*Assigned task*. Every entry needs to be given again exactly as it reads.

┄┄┄┄┄┄┄┄┄┄┄┄┄┄┄┄┄┄┄┄

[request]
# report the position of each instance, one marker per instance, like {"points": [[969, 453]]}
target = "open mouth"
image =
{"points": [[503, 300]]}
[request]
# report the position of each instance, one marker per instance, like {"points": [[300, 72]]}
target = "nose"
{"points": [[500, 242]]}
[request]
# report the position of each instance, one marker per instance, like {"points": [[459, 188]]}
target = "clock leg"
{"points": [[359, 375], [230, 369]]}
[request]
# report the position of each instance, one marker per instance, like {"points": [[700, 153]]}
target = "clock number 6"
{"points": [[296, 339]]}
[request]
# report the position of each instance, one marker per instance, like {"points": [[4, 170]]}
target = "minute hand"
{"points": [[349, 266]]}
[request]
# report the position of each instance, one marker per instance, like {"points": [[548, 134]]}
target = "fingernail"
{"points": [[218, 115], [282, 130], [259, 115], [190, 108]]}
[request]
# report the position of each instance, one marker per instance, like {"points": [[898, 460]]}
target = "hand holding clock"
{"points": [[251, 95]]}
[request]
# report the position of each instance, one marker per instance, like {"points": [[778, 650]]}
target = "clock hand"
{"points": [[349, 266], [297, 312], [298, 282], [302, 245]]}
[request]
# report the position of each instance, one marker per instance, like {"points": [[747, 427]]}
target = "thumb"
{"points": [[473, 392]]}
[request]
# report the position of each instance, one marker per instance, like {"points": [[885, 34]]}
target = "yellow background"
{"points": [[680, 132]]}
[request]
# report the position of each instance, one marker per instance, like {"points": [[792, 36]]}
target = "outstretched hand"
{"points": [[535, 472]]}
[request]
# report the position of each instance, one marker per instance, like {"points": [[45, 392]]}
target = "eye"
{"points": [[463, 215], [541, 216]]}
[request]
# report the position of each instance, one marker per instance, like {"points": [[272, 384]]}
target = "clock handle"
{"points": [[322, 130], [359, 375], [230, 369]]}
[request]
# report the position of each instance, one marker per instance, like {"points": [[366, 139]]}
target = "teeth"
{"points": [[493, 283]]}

┄┄┄┄┄┄┄┄┄┄┄┄┄┄┄┄┄┄┄┄

*Solution for this problem*.
[request]
# report the position of each instance, one marker per instance, like {"points": [[969, 453]]}
target = "open mouth"
image =
{"points": [[503, 300]]}
[request]
# report the position of each instance, one marker per instance, like {"points": [[300, 72]]}
target = "nose"
{"points": [[500, 242]]}
[request]
# report the position of each instance, one marker per instance, like {"points": [[459, 188]]}
target = "clock leg"
{"points": [[359, 375], [230, 369]]}
[request]
# report the position of each instance, one marker per instance, like {"points": [[700, 153]]}
target = "clock number 6"
{"points": [[296, 339]]}
[request]
# report the position of each instance, one marker per instance, like {"points": [[4, 170]]}
target = "minute hand"
{"points": [[349, 266]]}
[request]
# report the position of each instance, one marker per instance, like {"points": [[548, 134]]}
target = "fingernail"
{"points": [[218, 115], [282, 130], [259, 115], [190, 108]]}
[request]
# report the position of each instance, one marker per instance, like {"points": [[898, 460]]}
target = "hand holding clock"
{"points": [[251, 95]]}
[request]
# report the position of each instance, one marker per instance, like {"points": [[778, 650]]}
target = "clock hand"
{"points": [[349, 266], [297, 312], [298, 282], [302, 245]]}
[request]
# report the position of each instance, one marker per instance, like {"points": [[747, 427]]}
target = "thumb"
{"points": [[473, 392]]}
[request]
# report the position of each instance, one marker per instance, like {"points": [[885, 34]]}
target = "yellow background"
{"points": [[680, 132]]}
[request]
# report the position of each instance, one marker per instance, like {"points": [[792, 36]]}
target = "outstretched hand"
{"points": [[535, 472]]}
[request]
# report the position of each instance, one marker per instance, like {"points": [[45, 392]]}
target = "eye"
{"points": [[463, 215], [541, 216]]}
[request]
# report the position of each instance, one marker per instance, like {"points": [[272, 384]]}
target = "clock handle"
{"points": [[322, 130], [359, 375], [230, 369]]}
[request]
# report the position of each instance, one marker per instance, like {"points": [[366, 139]]}
target = "teeth"
{"points": [[493, 283]]}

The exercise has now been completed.